**Usando as informações**
1: Transcreva o trecho da entrevista sobre o instituto de hotelaria, começando em "No primeiro ano, a" e terminando em "mercado de trabalho.".
2: Retome a entrevista sobre o instituto de hotelaria a partir do ponto em que ela termina.

Nos primeiros anos do Instituto Médio Técnico de Hotelaria e Turismo como foi a adesão de alunos aos cursos?
Nos primeiros anos do Instituto Médio Técnico de Hotelaria e Turismo a adesão de alunos foi muito diminuta. E percebemos que foi por questões culturais e por falta de conhecimento dos benefícios do curso. Por isso é que se fez um trabalho árduo de sensibilização e de informação para que pudéssemos explicar às pessoas o quão importante é o ramo hoteleiro.
Começou com uma população estudantil de quantos alunos e qual é o número actual?
No primeiro ano, a escola arrancou com 778 alunos no ensino médio e 204 no ensino de base, totalizando uma população de 982 alunos. De 2014 a 2021, a instituição já matriculou mais de quatro mil alunos e formou três gerações de finalistas, num total de 805 técnicos, entre os quais, de acordo com o controlo feito pelo Gabinete de Inserção à Vida Activa, estão aproximadamente 100 indivíduos já inseridos no mercado de trabalho.

**Dados em análise**
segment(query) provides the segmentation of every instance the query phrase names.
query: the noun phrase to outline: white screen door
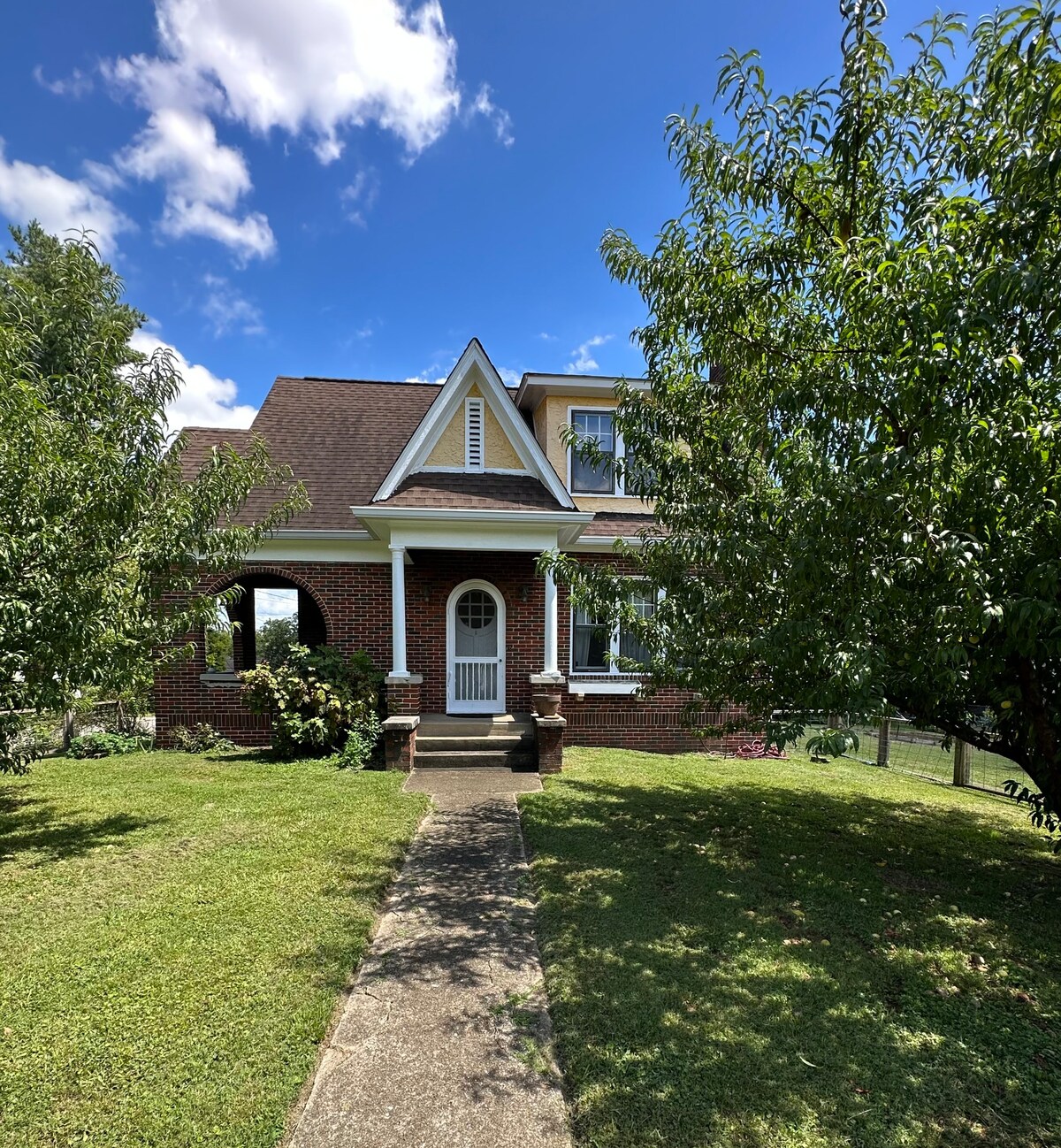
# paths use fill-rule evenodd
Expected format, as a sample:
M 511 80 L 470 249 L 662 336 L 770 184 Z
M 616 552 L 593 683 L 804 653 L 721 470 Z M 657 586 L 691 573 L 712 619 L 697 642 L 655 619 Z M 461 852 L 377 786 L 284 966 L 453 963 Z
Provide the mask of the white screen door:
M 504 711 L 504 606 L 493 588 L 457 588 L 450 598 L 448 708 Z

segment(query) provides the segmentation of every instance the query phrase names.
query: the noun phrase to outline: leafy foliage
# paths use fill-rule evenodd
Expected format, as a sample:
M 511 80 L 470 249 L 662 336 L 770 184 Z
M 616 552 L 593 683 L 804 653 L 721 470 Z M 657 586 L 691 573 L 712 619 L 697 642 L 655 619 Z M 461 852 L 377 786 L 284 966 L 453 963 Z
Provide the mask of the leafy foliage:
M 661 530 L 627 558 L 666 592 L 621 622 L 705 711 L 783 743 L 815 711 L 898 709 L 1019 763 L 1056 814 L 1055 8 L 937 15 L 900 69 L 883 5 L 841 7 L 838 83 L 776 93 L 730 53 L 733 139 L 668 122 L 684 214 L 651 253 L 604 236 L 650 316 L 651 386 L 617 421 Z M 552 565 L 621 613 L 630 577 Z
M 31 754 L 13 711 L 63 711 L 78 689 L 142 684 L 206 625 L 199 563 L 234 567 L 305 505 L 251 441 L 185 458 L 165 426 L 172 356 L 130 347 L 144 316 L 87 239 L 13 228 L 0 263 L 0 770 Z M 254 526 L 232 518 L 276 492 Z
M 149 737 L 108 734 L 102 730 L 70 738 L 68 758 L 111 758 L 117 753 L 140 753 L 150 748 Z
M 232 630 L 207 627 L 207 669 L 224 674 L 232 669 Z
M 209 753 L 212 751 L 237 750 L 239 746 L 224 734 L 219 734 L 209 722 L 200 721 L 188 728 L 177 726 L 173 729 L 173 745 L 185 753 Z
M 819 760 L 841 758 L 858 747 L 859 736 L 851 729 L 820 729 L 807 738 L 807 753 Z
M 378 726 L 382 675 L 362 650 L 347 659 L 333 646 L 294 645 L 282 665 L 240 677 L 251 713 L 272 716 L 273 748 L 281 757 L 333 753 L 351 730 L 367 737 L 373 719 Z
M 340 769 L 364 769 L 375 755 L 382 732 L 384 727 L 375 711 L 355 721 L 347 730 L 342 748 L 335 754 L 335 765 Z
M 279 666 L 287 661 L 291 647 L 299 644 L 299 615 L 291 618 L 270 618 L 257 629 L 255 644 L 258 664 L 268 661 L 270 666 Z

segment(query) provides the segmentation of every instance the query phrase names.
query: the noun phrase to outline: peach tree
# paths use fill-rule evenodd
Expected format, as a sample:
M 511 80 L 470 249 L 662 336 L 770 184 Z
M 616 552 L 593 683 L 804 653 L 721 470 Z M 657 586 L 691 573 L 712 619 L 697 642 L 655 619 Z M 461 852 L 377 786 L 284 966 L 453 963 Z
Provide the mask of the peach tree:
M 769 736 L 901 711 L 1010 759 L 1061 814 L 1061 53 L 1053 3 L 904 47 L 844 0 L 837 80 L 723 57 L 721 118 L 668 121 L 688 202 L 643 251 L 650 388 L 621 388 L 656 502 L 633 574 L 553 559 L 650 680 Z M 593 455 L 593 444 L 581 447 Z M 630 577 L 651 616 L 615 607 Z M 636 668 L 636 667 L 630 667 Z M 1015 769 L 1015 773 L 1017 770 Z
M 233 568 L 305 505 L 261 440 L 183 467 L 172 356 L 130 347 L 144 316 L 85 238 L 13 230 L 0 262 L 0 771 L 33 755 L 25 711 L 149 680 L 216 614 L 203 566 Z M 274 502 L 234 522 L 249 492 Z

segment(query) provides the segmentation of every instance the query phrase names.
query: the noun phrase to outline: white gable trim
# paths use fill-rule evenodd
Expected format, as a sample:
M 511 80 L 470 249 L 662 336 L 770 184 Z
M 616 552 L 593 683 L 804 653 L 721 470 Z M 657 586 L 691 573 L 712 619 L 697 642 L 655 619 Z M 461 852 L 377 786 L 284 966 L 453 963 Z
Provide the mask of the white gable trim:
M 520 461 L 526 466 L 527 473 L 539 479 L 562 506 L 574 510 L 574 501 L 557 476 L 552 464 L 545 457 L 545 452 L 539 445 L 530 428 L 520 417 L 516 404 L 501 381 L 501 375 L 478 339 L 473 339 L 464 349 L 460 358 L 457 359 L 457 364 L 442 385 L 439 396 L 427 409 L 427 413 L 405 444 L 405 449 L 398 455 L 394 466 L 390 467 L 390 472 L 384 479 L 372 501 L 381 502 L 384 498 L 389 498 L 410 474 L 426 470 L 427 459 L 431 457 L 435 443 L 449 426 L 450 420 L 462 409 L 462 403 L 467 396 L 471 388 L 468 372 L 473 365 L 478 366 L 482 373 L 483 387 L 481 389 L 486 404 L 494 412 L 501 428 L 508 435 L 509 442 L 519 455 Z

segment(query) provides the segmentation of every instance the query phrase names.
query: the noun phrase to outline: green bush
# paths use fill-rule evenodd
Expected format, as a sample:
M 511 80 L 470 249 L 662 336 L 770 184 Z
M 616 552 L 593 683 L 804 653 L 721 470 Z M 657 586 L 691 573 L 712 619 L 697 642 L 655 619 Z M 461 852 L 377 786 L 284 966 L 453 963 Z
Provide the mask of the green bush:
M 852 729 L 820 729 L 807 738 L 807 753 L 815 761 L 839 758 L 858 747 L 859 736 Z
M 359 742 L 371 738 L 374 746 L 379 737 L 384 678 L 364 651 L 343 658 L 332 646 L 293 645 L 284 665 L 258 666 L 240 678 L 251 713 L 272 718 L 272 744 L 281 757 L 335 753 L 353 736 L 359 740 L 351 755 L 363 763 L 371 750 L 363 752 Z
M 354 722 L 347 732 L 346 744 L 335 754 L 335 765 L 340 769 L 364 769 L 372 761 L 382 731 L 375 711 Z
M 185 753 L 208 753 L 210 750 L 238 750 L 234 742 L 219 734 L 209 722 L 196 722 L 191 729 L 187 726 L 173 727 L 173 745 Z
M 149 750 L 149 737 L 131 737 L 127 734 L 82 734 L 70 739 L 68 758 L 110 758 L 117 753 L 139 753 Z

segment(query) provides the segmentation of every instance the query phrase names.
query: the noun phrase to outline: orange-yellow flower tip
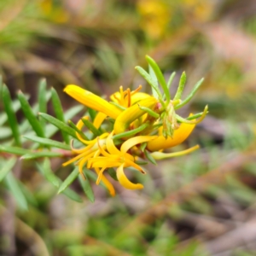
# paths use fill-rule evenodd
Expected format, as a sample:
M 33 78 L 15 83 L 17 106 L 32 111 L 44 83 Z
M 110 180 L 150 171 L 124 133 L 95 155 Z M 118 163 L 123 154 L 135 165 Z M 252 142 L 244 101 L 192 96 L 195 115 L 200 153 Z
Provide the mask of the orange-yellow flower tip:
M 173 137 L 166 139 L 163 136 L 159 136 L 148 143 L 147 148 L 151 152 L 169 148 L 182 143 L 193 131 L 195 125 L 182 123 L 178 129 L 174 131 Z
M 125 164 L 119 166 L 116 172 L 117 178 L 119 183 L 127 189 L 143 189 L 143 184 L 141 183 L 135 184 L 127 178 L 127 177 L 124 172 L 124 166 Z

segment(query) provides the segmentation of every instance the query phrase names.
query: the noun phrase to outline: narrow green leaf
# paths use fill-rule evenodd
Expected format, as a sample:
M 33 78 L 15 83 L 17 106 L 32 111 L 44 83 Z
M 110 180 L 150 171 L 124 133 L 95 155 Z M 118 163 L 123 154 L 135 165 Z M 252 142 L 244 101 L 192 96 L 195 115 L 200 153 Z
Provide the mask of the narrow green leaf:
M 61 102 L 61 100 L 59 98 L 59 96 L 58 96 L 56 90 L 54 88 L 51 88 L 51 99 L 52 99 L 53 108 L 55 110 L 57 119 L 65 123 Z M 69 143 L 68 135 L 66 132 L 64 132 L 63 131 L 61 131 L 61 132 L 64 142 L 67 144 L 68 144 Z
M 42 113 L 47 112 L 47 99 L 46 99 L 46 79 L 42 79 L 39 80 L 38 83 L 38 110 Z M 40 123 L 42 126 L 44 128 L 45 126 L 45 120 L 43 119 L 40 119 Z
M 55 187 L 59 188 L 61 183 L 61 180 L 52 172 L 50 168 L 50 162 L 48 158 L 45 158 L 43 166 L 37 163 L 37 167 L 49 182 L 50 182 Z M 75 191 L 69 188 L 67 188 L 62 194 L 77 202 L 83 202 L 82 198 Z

**Respostas do exercício**
1:
No primeiro ano, a escola arrancou com 778 alunos no ensino médio e 204 no ensino de base, totalizando uma população de 982 alunos. De 2014 a 2021, a instituição já matriculou mais de quatro mil alunos e formou três gerações de finalistas, num total de 805 técnicos, entre os quais, de acordo com o controlo feito pelo Gabinete de Inserção à Vida Activa, estão aproximadamente 100 indivíduos já inseridos no mercado de trabalho.

2:
O curso está bem servido de material didáctico e qual é a sua origem?
Infelizmente, o curso não está bem servido de material didáctico. Os alunos optam pela via alternativa, que é a Internet. Um dos grandes desafios da escola é a criação de uma biblioteca, onde o aluno deve encontrar tudo de que precisa sobre a sua área de formação.
O curso médio não cobre todas as áreas referentes ao sector da Hotelaria e Turismo, porque tem cursos que não foram ainda abertos, devido à falta de especialistas. A área de Turismo tem aproximadamente catorze cursos, mas a nossa escola apenas ministra cinco no ensino médio e quatro no ensino de base. Não adianta abrir um curso sem haver especialistas formados na área.
Quem quiser, por exemplo, trabalhar em áreas de protecção ambiental, como parques naturais e reservas de caça, encontra no curso suporte pedagógico para se tornar um profissional?
Sim, quem quiser trabalhar em área ambiental encontra no curso suporte pedagógico, porque a temática ambiental é transversal. Em qualquer curso é tratada a questão ambiental. Devido ao potencial turístico que temos, a componente ambiental deve ser muito bem tratada. Dentro da transversalidade do nosso currículo aparecem padrões ligados ao meio ambiente.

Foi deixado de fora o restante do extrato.